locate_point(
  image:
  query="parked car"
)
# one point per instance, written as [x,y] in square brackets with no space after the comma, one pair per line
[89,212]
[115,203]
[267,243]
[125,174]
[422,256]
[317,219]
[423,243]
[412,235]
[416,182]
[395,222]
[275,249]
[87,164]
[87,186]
# # # # # # #
> What is needed
Return these records unchanged, line for line.

> Output below
locate_point(
  image:
  query="parked car"
)
# one point per instance, written as [x,y] in square brackets with no space after the comma, one pair per line
[89,212]
[115,203]
[267,243]
[125,174]
[422,256]
[317,219]
[423,243]
[412,235]
[416,182]
[395,222]
[275,249]
[87,164]
[87,186]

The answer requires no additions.